■ Page:
At the same time, the Principal Financial Group is in the process of implementing an e-procurement system (from PeopleSoft). When the system is up and running, details on the organization's global agreements will be available to its local business units. Then, purchasing's internal customers will have better access to the buying process, without having to have a buyer there physically pushing a requisition and a PO back and forth. "That's why we will end up with as small a department as we will because we are focusing on doing the contracting and getting the agreements into the system that can be accessed nationwide and around the world to buy those goods and services," says Roth.

Eleven members of the staff are full-time negotiators who work with project teams within the company when they need to purchase goods and services. For the post, Roth looks for an individual with a variety of skills. "Obviously, a negotiator needs to be a good communicator. It's paramount that a negotiator be able to get his or her point across to the most technical person in the room as well as to the company CEO. A negotiator needs a strong personality and the technical expertise necessary to understand contract law, because that person is not going to have a lawyer sitting next to them when they're negotiating these agreements every day. They also need to know enough about technology so that they can be believed and trusted by the technical people they're buying for."

They also need to be highly organized, be able to multitask with many projects going simultaneously, think fast on their feet, and be a quick learner.

A contract administration team is responsible for the "post-in-force" portion of the deal. These individuals keep track of the obligations of both parties after the contract is signed. For a software development contract, for instance, "the contract administrator puts the major obligations of both sides into contract management software where actions will be triggered by dates," says Roth. "For example, when the date comes up that the project team owes the supplier a certain amount of test data by a certain date, the contract administrator will make sure that the project team delivers by that date or at least that the project lead knows about it, otherwise the supplier may not owe us back their first deliverable. That's how they work with the project teams and then they also review a lot of the invoices coming in, ensuring that we've been invoiced correctly, making sure that the annual increases haven't exceeded what the contract pricing would state."

An asset administration or management team is responsible for IT asset management across the corporation, making sure the company tracks the PCs and peripherals that are sitting on every desktop and eliminate those as they are no longer useful to the company. This team also tracks software assets throughout the corporation, ensuring the company is in compliance with its licensing for software assets.

■ Record set:
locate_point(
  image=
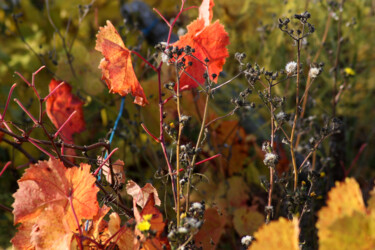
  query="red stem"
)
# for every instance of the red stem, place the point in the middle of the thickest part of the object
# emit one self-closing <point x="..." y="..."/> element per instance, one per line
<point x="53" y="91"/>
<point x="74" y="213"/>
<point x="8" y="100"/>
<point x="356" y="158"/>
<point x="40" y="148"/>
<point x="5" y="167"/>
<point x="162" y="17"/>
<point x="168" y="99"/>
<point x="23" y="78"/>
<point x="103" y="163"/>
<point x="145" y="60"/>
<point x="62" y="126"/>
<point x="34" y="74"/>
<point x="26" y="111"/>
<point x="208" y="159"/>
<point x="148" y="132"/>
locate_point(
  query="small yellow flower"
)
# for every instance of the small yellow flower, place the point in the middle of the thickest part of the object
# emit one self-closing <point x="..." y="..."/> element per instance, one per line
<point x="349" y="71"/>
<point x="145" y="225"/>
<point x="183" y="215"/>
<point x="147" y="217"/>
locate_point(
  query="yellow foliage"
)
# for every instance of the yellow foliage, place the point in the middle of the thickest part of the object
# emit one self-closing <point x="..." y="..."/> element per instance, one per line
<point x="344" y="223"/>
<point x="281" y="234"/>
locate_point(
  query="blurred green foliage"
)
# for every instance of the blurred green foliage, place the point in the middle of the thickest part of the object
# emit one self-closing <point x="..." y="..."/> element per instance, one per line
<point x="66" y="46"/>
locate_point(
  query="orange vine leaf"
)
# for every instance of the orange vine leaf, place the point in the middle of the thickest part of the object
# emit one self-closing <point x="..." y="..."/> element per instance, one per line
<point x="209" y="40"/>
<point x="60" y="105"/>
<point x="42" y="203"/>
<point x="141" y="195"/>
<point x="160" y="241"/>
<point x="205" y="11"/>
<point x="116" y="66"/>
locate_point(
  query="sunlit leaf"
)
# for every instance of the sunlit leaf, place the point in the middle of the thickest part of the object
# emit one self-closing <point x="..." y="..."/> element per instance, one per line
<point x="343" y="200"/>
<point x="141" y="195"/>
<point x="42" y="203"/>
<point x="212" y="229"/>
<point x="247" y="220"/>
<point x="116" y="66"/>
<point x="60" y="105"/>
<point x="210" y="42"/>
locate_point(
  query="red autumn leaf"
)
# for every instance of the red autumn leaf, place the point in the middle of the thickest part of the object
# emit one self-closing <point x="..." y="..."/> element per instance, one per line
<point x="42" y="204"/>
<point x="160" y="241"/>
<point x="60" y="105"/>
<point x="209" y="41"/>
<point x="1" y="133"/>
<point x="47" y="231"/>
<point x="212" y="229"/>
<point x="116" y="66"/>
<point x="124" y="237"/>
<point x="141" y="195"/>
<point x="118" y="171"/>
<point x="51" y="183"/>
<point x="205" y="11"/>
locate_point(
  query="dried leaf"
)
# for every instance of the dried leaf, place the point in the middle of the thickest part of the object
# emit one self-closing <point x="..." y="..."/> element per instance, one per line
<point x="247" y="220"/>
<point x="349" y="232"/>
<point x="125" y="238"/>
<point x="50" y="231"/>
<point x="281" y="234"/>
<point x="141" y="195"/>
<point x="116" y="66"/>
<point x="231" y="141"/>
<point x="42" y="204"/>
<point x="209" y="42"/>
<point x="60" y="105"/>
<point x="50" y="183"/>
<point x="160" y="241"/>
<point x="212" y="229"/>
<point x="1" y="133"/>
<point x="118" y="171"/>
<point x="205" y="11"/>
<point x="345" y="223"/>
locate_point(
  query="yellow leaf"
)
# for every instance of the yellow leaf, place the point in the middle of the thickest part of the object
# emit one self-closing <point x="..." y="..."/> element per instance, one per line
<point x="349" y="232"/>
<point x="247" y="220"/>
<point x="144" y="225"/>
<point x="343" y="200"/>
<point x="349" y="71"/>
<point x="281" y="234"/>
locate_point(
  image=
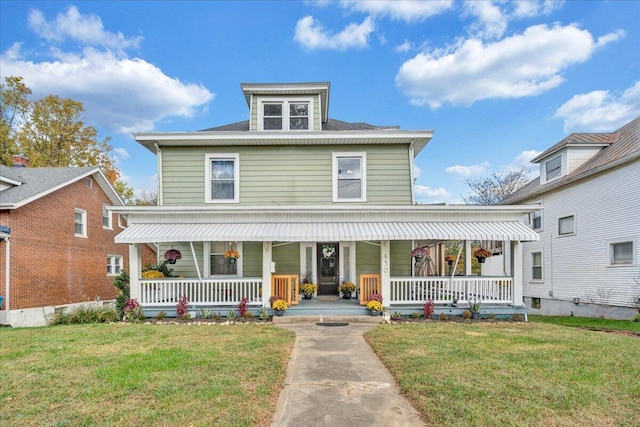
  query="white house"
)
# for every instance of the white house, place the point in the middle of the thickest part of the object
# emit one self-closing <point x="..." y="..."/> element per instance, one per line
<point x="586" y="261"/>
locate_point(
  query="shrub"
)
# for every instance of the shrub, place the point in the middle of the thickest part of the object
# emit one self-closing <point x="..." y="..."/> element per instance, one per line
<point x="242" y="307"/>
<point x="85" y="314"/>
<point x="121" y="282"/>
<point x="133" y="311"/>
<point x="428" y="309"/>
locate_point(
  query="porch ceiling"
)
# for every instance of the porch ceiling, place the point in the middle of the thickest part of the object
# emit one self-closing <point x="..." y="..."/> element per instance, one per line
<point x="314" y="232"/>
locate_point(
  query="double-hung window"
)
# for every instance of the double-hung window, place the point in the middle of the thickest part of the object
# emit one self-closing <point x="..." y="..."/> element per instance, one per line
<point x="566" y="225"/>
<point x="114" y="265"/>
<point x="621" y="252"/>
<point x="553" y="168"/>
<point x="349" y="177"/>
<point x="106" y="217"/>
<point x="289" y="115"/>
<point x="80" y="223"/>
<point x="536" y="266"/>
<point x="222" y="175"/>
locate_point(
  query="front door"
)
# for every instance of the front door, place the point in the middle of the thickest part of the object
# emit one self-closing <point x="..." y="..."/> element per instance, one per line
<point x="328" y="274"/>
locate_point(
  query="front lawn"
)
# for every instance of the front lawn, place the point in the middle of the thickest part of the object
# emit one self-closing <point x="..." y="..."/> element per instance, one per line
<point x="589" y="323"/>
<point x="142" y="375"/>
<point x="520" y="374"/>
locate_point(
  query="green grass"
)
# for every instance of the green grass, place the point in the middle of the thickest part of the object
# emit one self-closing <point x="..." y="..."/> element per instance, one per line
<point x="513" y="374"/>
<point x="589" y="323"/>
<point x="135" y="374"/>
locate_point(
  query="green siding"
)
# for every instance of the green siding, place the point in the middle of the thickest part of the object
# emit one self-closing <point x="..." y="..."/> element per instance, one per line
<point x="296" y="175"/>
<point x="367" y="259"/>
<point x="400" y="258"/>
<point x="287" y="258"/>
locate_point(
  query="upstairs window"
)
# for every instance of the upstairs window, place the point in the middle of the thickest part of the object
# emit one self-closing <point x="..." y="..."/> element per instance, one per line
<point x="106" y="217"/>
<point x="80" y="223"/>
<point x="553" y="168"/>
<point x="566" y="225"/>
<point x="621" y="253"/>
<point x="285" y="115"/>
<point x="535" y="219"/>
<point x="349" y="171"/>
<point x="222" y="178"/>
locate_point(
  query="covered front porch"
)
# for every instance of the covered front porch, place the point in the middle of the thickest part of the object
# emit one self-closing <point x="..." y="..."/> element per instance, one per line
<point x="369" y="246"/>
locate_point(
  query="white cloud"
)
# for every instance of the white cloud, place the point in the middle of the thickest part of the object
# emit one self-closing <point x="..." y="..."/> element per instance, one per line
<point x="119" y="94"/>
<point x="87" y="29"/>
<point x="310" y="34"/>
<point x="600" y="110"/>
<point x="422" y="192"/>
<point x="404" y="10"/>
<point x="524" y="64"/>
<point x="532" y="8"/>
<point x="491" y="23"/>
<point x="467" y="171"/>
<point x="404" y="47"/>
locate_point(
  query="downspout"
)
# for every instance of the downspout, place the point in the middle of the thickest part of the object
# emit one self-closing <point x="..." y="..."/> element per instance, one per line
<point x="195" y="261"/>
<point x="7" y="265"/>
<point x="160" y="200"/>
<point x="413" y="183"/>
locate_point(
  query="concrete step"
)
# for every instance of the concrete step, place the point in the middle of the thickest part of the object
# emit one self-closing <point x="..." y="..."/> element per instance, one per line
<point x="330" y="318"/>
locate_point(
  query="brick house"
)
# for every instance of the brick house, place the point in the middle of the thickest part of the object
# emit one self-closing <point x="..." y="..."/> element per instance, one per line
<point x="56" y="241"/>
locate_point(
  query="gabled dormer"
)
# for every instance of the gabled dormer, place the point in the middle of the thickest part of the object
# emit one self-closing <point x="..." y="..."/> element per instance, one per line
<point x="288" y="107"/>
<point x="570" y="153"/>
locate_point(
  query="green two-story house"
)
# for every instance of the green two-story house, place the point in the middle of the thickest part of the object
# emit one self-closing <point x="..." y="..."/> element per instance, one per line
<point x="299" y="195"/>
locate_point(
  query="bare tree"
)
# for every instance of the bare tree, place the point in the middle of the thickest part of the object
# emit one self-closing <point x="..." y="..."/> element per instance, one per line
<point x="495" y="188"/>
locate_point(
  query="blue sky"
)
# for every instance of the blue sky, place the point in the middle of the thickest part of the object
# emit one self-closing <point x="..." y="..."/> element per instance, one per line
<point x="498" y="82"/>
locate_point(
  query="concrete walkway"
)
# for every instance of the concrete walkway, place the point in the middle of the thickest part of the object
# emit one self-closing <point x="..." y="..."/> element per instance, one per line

■ Task requirements:
**a)** According to the passage on purchasing, how many members of the staff are full-time negotiators?
**b)** From the passage on purchasing, print everything from "They also need to be" down to "a quick learner.".
**c)** Summarize the passage on purchasing in two sentences.

■ Exercise responses:
**a)** Eleven

**b)**
They also need to be highly organized, be able to multitask with many projects going simultaneously, think fast on their feet, and be a quick learner.

**c)** The Principal Financial Group is implementing an e-procurement system from PeopleSoft that will give its local business units access to global agreements, which Roth says will keep the purchasing department small. The staff includes full-time negotiators who need communication, contract-law, and technology skills, a contract administration team that tracks both parties' obligations after signing and reviews invoices, and an asset management team that tracks IT hardware and ensures software licensing compliance.